ЗАДАНИЕ A — Чем, по свидетельству архимандрита Феодора, должна была кончиться поэма, согласно тексту о замысле «Мёртвых душ»?

Но что за метаморфозу предстояло пережить герою по воле автора во втором и третьем томах «Мёртвых душ»? Вряд ли она сводилась к тому, что из «отрицательного» персонажа он должен был превратиться в персонажа сугубо «положительного». Вероятно, гоголевский замысел относительно Чичикова был более многомерным. 3 декабря 1849 года, отвечая К. И. Маркову, Гоголь писал: «…я не имел в виду собственно героя добродетелей. <…> Дело только в том, что характеры (речь о персонажах будущего второго тома. — А. В.) значительнее прежних и что намеренье автора было войти здесь глубже в высшее значение жизни, нами опошленной, обнаружив видней русского человека не с одной какой-либо стороны» (VI, 433—434; курсив Н. Гоголя). По свидетельству архимандрита Феодора, задавшего Гоголю соответствующий вопрос, поэма должна была кончиться «первым вздохом Чичикова для истинной прочной жизни» (21, 138). Завершением чего станет «первый вздох» оживающей души, прозвучит ли он в финале второго тома или увенчает третий том, т. е. поэму в целом, — остаётся неясным. Несомненно одно: Гоголь надеялся «укрупнить» фигуру Чичикова, чтобы противоречия, ранее сглаживаемые неопределённостью, пошловатым благоприличием внешнего облика героя и неоднократно подчёркнутой «охлаждённостью» (=теплохладностью) его внутреннего мира[1], обозначились как можно резче и стали очевидными даже самому Павлу Ивановичу.

ЗАДАНИЕ B — Назовите только число строк списка, в которых встречается слово «white».

ИСХОДНЫЙ СПИСОК —
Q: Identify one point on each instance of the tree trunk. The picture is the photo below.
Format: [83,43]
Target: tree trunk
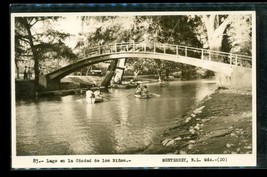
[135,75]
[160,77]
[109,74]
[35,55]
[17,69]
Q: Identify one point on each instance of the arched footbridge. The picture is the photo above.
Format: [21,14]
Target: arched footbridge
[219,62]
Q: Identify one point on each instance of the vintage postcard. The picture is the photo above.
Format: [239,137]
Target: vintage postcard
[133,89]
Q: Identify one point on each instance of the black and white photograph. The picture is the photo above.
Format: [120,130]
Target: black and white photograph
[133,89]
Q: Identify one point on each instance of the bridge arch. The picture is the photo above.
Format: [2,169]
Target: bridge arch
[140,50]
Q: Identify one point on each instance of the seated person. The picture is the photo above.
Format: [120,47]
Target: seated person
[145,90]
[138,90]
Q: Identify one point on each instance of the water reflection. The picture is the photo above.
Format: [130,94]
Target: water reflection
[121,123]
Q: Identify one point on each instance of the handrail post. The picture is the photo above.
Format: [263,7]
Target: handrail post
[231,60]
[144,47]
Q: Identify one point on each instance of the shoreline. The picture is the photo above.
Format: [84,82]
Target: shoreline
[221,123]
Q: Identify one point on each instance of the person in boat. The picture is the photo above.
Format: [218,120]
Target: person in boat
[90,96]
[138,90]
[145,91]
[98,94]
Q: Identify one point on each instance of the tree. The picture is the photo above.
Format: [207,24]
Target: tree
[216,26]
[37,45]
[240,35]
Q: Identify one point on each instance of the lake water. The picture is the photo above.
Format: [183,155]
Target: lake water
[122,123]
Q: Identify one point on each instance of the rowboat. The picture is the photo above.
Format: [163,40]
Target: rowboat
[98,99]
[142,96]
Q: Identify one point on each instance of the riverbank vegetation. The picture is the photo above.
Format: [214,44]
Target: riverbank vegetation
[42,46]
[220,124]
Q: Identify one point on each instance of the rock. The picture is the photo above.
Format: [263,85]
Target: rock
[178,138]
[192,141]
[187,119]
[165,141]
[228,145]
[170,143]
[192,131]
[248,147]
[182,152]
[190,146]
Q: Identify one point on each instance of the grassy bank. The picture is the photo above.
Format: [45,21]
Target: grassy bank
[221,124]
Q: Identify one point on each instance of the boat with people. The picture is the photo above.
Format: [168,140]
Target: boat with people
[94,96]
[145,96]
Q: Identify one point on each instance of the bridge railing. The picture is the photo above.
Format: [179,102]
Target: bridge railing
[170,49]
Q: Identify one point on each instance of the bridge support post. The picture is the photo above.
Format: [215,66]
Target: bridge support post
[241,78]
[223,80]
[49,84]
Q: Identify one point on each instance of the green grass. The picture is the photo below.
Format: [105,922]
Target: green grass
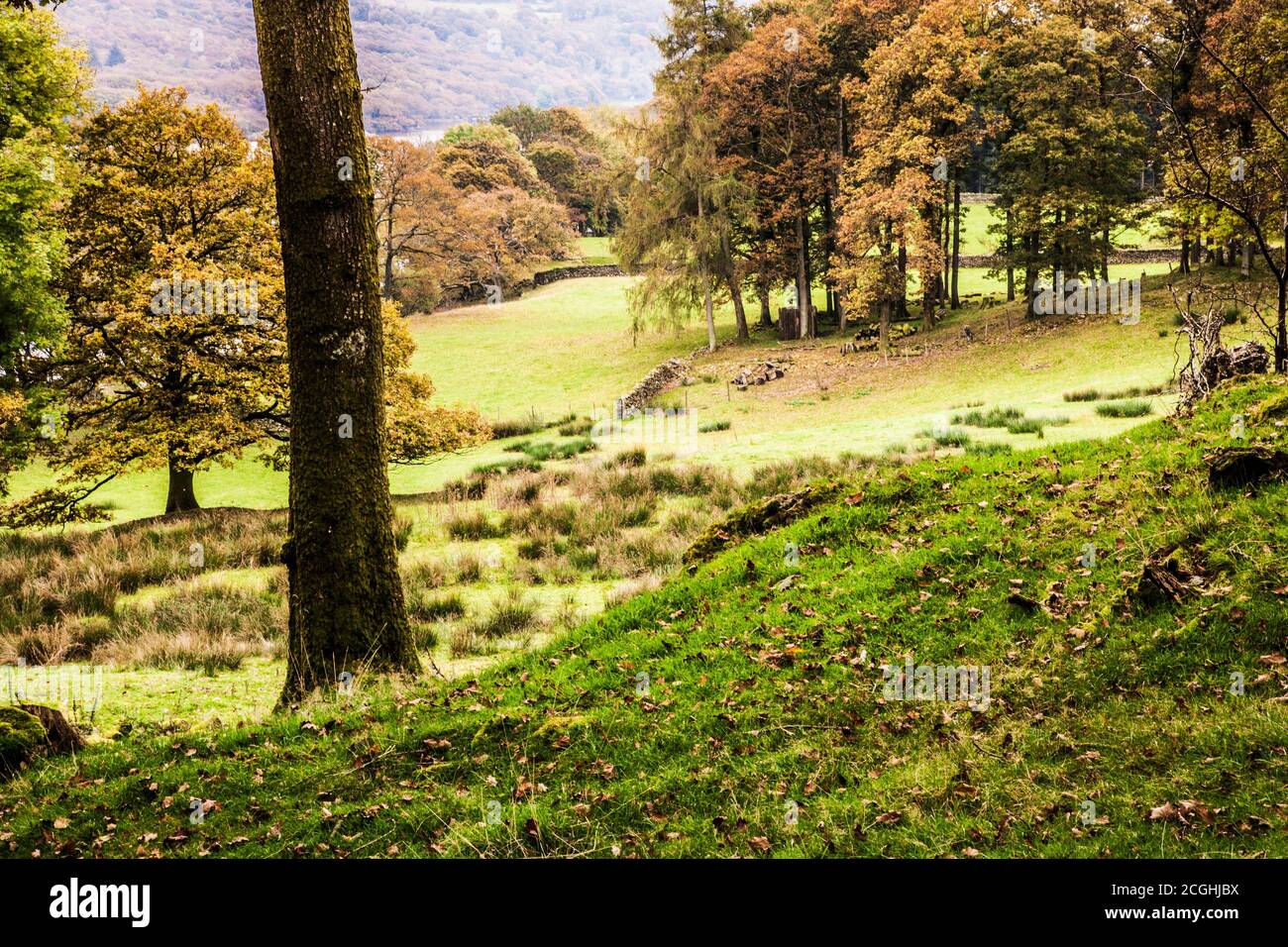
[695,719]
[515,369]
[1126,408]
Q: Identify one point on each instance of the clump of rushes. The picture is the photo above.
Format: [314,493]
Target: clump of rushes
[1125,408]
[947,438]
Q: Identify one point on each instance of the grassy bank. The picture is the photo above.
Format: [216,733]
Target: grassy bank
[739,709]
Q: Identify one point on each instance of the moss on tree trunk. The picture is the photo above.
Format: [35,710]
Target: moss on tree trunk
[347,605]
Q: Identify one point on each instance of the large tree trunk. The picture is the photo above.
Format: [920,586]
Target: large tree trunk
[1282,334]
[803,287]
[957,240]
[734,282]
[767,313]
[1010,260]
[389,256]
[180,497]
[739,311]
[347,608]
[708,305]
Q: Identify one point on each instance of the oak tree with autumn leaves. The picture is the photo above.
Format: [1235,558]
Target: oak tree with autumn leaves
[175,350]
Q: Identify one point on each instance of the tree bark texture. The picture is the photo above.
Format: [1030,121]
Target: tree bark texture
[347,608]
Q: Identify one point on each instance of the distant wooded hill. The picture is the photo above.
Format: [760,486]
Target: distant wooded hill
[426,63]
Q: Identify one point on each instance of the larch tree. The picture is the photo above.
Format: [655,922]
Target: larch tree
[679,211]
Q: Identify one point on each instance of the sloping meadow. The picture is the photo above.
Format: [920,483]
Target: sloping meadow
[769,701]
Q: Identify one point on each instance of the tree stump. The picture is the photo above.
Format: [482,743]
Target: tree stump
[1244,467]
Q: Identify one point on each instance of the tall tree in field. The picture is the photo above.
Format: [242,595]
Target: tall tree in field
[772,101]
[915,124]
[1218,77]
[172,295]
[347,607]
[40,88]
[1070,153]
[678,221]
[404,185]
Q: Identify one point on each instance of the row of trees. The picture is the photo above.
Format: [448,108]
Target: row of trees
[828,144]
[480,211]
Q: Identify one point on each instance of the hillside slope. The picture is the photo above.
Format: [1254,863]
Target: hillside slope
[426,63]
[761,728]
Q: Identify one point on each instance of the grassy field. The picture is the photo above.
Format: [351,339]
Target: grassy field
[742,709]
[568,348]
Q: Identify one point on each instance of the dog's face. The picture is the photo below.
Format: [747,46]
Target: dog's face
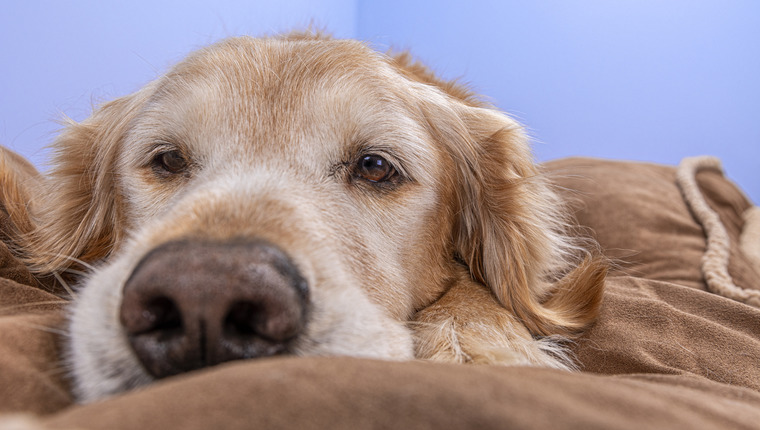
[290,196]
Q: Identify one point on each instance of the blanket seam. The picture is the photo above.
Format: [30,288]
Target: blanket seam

ОТВЕТ A — Поэма должна была кончиться «первым вздохом Чичикова для истинной прочной жизни».

ОТВЕТ B — 2